Dataset entries:
Content starts

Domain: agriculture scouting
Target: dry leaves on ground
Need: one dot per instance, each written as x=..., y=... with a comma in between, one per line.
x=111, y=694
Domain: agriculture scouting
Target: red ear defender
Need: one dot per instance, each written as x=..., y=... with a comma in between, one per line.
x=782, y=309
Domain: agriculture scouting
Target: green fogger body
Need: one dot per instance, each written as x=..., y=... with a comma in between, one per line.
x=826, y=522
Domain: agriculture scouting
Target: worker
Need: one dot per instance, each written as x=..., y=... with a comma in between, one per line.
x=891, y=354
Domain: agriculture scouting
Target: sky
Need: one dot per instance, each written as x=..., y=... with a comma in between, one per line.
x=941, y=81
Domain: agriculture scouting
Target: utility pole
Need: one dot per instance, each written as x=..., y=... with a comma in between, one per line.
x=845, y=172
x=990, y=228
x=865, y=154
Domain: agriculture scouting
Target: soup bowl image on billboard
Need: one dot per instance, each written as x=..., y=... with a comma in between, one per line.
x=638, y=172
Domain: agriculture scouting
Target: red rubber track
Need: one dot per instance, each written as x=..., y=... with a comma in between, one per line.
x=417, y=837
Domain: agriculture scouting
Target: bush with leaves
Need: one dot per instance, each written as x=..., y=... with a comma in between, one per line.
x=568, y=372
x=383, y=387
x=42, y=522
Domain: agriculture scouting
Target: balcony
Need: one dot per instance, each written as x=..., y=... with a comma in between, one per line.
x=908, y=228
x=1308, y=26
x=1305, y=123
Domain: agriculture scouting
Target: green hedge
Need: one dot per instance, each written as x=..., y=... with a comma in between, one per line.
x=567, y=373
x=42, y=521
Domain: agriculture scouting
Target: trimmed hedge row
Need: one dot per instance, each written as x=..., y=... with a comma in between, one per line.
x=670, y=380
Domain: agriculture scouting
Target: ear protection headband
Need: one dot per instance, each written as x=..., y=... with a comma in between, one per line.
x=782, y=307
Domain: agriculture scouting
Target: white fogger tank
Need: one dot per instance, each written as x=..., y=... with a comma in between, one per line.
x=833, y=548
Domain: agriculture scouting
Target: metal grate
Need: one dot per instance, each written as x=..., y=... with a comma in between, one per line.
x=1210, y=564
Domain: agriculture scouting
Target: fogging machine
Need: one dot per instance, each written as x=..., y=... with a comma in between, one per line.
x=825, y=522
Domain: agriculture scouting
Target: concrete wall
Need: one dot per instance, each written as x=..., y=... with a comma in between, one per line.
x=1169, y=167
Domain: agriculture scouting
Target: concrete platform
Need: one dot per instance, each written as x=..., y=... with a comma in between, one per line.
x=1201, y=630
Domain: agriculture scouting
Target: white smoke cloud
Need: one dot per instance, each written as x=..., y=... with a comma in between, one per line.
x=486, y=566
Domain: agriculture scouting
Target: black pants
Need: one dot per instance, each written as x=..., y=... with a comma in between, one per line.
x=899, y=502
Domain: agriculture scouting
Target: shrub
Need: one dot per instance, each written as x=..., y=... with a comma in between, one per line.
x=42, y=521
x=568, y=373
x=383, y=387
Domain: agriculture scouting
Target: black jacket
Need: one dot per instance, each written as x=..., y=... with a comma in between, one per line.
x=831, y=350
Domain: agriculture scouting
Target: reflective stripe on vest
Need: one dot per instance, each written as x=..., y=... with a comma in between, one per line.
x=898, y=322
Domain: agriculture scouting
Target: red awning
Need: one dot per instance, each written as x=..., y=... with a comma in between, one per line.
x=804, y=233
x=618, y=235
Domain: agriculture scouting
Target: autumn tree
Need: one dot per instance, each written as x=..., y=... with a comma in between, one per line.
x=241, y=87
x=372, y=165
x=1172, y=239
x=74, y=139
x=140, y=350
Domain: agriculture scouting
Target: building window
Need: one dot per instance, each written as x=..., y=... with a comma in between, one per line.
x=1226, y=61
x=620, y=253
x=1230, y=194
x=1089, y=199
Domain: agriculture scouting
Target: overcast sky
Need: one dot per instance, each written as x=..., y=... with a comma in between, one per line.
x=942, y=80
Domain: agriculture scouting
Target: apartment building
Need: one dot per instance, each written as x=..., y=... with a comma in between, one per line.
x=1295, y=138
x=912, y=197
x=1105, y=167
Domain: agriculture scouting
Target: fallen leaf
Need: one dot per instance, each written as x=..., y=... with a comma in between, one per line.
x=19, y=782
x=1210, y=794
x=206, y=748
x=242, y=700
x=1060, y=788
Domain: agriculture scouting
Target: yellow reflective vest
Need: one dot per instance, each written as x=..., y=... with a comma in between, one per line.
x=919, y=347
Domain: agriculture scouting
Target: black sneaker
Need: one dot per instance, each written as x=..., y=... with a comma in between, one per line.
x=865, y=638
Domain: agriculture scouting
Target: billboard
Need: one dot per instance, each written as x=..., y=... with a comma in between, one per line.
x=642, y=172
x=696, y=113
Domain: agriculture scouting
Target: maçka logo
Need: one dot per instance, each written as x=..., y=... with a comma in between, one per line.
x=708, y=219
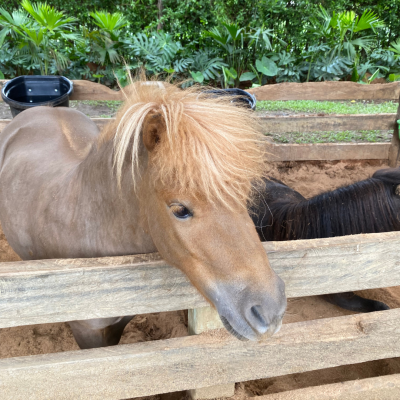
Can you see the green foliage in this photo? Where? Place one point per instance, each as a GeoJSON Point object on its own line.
{"type": "Point", "coordinates": [226, 43]}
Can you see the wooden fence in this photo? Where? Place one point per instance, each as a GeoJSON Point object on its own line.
{"type": "Point", "coordinates": [45, 291]}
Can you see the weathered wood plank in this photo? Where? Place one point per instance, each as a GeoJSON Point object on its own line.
{"type": "Point", "coordinates": [327, 151]}
{"type": "Point", "coordinates": [213, 392]}
{"type": "Point", "coordinates": [377, 388]}
{"type": "Point", "coordinates": [87, 90]}
{"type": "Point", "coordinates": [394, 151]}
{"type": "Point", "coordinates": [312, 123]}
{"type": "Point", "coordinates": [33, 292]}
{"type": "Point", "coordinates": [206, 360]}
{"type": "Point", "coordinates": [202, 320]}
{"type": "Point", "coordinates": [303, 123]}
{"type": "Point", "coordinates": [327, 91]}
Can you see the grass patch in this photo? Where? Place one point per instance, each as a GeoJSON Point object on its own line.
{"type": "Point", "coordinates": [328, 107]}
{"type": "Point", "coordinates": [332, 137]}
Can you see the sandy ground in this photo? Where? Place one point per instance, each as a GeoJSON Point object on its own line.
{"type": "Point", "coordinates": [309, 179]}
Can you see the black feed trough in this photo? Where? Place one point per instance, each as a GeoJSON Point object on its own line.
{"type": "Point", "coordinates": [242, 97]}
{"type": "Point", "coordinates": [30, 91]}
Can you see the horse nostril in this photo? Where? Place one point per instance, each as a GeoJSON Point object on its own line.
{"type": "Point", "coordinates": [261, 324]}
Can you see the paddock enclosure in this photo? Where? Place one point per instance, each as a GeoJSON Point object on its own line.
{"type": "Point", "coordinates": [209, 361]}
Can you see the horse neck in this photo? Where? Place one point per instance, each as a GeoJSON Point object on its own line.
{"type": "Point", "coordinates": [113, 210]}
{"type": "Point", "coordinates": [364, 207]}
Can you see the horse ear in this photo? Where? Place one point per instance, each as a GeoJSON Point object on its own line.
{"type": "Point", "coordinates": [151, 132]}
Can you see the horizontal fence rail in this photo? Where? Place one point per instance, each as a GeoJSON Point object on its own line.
{"type": "Point", "coordinates": [327, 91]}
{"type": "Point", "coordinates": [317, 151]}
{"type": "Point", "coordinates": [87, 90]}
{"type": "Point", "coordinates": [43, 291]}
{"type": "Point", "coordinates": [377, 388]}
{"type": "Point", "coordinates": [142, 369]}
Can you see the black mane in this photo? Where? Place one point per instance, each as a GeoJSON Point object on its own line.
{"type": "Point", "coordinates": [369, 206]}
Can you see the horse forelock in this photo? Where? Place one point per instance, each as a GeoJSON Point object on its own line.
{"type": "Point", "coordinates": [208, 146]}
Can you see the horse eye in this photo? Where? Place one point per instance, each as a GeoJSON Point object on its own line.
{"type": "Point", "coordinates": [180, 211]}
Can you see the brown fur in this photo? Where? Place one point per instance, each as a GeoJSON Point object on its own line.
{"type": "Point", "coordinates": [61, 198]}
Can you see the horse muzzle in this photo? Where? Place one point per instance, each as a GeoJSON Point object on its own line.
{"type": "Point", "coordinates": [250, 314]}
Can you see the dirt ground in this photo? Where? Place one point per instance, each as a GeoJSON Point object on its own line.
{"type": "Point", "coordinates": [309, 179]}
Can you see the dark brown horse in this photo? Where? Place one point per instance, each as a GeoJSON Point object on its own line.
{"type": "Point", "coordinates": [368, 206]}
{"type": "Point", "coordinates": [172, 174]}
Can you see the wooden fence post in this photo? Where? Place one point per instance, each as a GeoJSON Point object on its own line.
{"type": "Point", "coordinates": [394, 150]}
{"type": "Point", "coordinates": [201, 320]}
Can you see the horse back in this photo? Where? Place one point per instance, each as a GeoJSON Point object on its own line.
{"type": "Point", "coordinates": [49, 133]}
{"type": "Point", "coordinates": [40, 151]}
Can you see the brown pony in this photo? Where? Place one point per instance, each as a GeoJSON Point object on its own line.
{"type": "Point", "coordinates": [172, 174]}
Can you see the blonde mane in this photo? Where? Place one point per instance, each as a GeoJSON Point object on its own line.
{"type": "Point", "coordinates": [208, 146]}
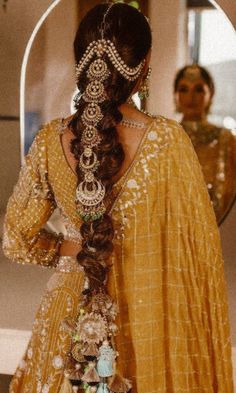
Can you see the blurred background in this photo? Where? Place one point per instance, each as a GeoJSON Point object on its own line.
{"type": "Point", "coordinates": [184, 32]}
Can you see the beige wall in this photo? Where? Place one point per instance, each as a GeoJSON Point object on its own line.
{"type": "Point", "coordinates": [229, 7]}
{"type": "Point", "coordinates": [168, 22]}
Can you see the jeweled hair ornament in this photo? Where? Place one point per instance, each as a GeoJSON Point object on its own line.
{"type": "Point", "coordinates": [90, 191]}
{"type": "Point", "coordinates": [192, 73]}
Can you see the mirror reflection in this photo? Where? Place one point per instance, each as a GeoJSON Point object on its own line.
{"type": "Point", "coordinates": [50, 87]}
{"type": "Point", "coordinates": [212, 129]}
{"type": "Point", "coordinates": [215, 146]}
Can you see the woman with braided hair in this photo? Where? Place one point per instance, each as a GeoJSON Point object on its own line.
{"type": "Point", "coordinates": [137, 302]}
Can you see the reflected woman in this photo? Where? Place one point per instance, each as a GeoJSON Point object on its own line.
{"type": "Point", "coordinates": [140, 230]}
{"type": "Point", "coordinates": [215, 146]}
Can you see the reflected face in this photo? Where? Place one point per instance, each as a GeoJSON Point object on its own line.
{"type": "Point", "coordinates": [193, 98]}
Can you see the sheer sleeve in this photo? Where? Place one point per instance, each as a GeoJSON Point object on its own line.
{"type": "Point", "coordinates": [30, 206]}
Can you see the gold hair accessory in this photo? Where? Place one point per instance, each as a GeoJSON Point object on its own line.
{"type": "Point", "coordinates": [90, 191]}
{"type": "Point", "coordinates": [99, 48]}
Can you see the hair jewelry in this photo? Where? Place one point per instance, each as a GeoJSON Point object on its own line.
{"type": "Point", "coordinates": [91, 192]}
{"type": "Point", "coordinates": [91, 361]}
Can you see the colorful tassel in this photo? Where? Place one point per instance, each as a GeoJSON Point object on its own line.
{"type": "Point", "coordinates": [91, 375]}
{"type": "Point", "coordinates": [66, 386]}
{"type": "Point", "coordinates": [119, 384]}
{"type": "Point", "coordinates": [91, 350]}
{"type": "Point", "coordinates": [102, 388]}
{"type": "Point", "coordinates": [105, 360]}
{"type": "Point", "coordinates": [91, 389]}
{"type": "Point", "coordinates": [76, 353]}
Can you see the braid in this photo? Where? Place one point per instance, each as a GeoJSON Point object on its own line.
{"type": "Point", "coordinates": [98, 235]}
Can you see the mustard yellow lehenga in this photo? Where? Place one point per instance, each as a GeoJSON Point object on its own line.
{"type": "Point", "coordinates": [167, 275]}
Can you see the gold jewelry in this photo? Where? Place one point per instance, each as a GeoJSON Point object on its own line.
{"type": "Point", "coordinates": [132, 123]}
{"type": "Point", "coordinates": [144, 88]}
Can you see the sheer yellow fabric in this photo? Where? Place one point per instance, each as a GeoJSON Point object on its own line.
{"type": "Point", "coordinates": [167, 275]}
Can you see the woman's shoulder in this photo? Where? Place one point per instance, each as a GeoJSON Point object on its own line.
{"type": "Point", "coordinates": [170, 129]}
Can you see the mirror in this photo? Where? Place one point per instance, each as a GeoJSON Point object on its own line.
{"type": "Point", "coordinates": [50, 82]}
{"type": "Point", "coordinates": [204, 93]}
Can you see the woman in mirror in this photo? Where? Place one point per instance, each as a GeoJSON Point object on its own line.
{"type": "Point", "coordinates": [215, 146]}
{"type": "Point", "coordinates": [141, 242]}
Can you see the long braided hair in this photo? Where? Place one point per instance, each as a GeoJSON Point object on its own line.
{"type": "Point", "coordinates": [129, 30]}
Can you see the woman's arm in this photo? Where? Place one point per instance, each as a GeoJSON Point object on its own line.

Content ends

#### [PROBLEM TO SOLVE]
The lines above that hold the word "vest" are the ones to copy.

#### [WRITTEN ANSWER]
Target: reflective stripe on vest
Target: yellow reflective vest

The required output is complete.